Problem requirements:
Word-for-word transcription needed. Include every entry below but no pictures.

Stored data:
-------
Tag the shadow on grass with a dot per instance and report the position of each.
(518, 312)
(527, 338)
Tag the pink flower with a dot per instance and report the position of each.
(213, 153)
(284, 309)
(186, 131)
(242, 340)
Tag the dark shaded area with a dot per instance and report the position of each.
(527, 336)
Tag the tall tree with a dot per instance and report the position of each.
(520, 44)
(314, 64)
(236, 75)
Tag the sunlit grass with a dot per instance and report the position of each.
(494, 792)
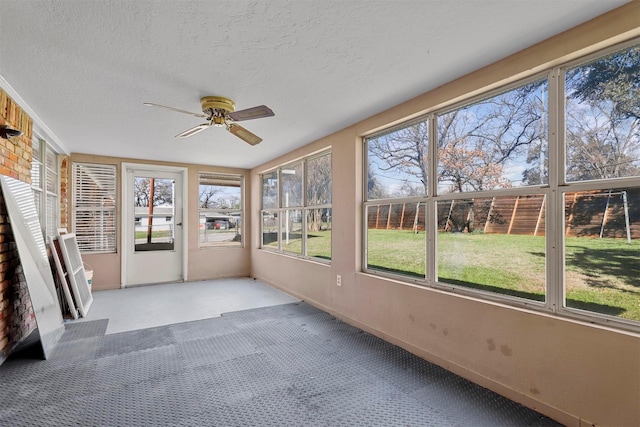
-------
Answer to this problem:
Tag the shadow on grass with a dot per instance and report the position of each.
(518, 312)
(527, 338)
Tag the pink flower with a dot per instance and report the position of each.
(213, 153)
(284, 309)
(186, 131)
(242, 340)
Tag the dark shaded area with a dot per instance and report the position of each.
(527, 336)
Tag the tall tree with a dot per instance and report the position of each.
(520, 44)
(314, 64)
(236, 75)
Tag the sunlit grass with a dot per instance and report the position of each.
(494, 792)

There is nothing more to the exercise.